── Приведенный отрывок
Дмитрий Петров - Аксенов
Белла Ахмадулина рассказывала, как за границей Аксенов однажды купил пальто для мамы. Продавщица спросила: «Неужели у вас, русских, так холодно, что вы все пальто покупаете?» Потом Василий узнал, что незадолго до него там покупал пальто Рудольф Нуриев.
Аксенов привлекал людей, быстро становился центром любой компании. Как и теперь, в советское время знаменитость легко обрастала приятелями. Как и теперь, мир искусства был полон около-художественных тусовщиков.
────
▶ [Задание 1]: Перепишите часть списка от строки, содержащей «Category: green foliage», до конца списка включительно, сохранив все строки вместе с запросами. Каждую пиксельную координату точек в ответах умножьте на 2,4 и округлите до целого, половины вверх, а изображения в ответ не включайте.
── Исходные данные
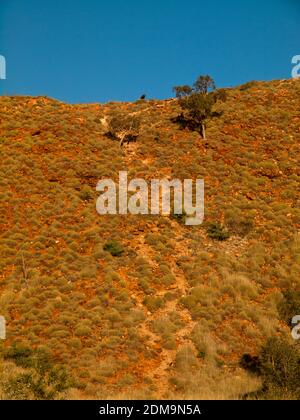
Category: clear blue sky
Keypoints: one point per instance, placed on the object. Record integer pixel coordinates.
(101, 50)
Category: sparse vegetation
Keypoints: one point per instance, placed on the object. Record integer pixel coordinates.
(104, 311)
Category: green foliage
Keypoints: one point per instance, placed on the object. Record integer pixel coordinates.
(42, 379)
(114, 248)
(290, 305)
(197, 103)
(279, 367)
(217, 232)
(124, 127)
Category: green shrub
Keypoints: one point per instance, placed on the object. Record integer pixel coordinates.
(289, 306)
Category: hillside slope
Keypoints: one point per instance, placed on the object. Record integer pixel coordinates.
(172, 316)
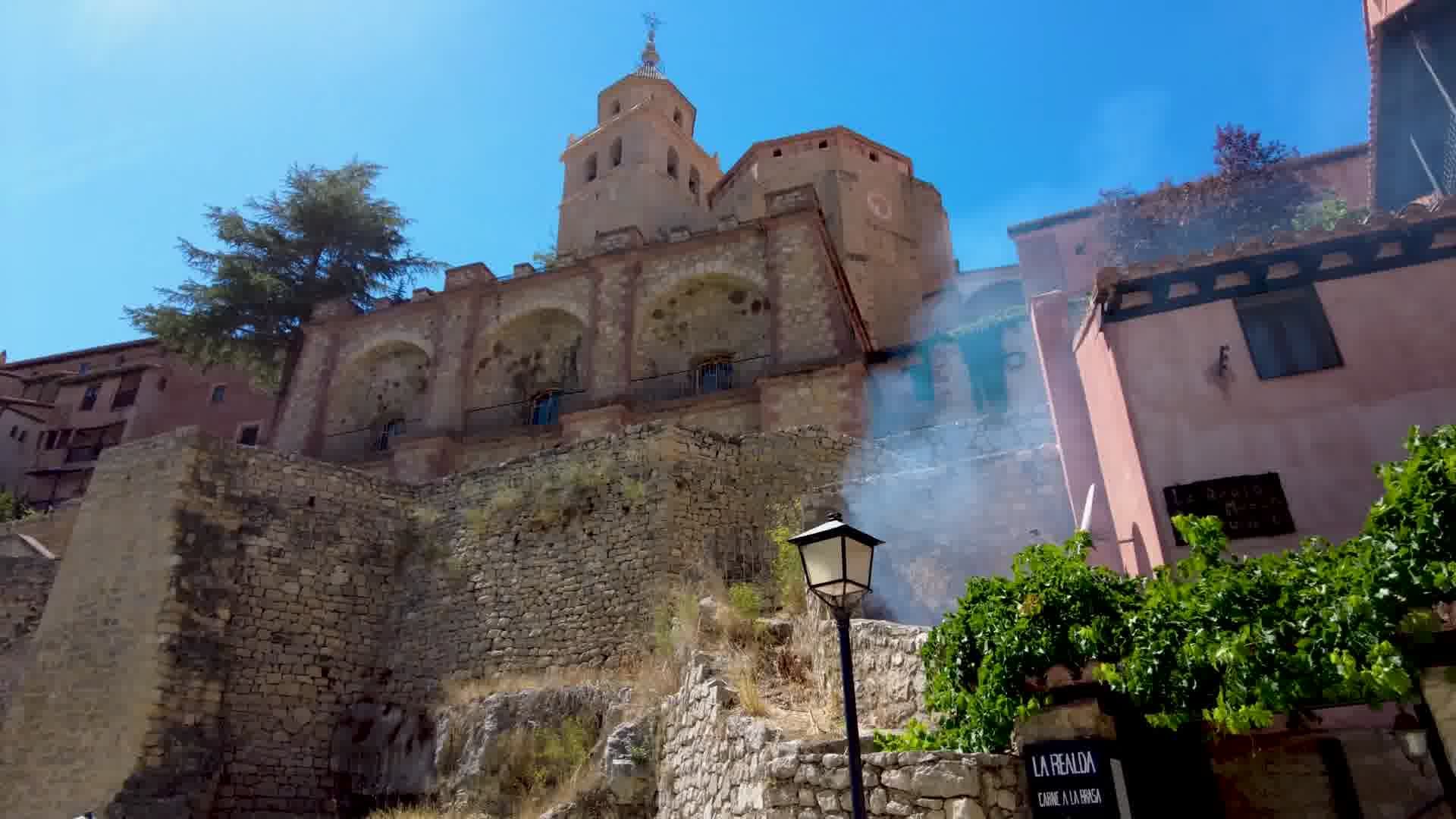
────
▶ [Задание 2]: Выведите дословно фрагмент текста об Аксенове, который начинается со слов «Аксенов привлекал людей, быстро» и заканчивается словами «полон около-художественных тусовщиков.».

▶ [Решение 1]:
Category: green foliage
Keypoints: one point per instance, placed on the object. Record integer pixel coordinates.
(101, 910)
(274, 595)
(696, 732)
(473, 247)
(670, 881)
(521, 557)
(298, 305)
Category: green shrub
Keypoints: one point per instance, placed on the object. Record integer pixel coordinates.
(694, 734)
Category: hillside slope
Keypoints: one point per instance, placed on the object. Record integer pixel coordinates.
(413, 758)

▶ [Решение 2]:
Аксенов привлекал людей, быстро становился центром любой компании. Как и теперь, в советское время знаменитость легко обрастала приятелями. Как и теперь, мир искусства был полон около-художественных тусовщиков.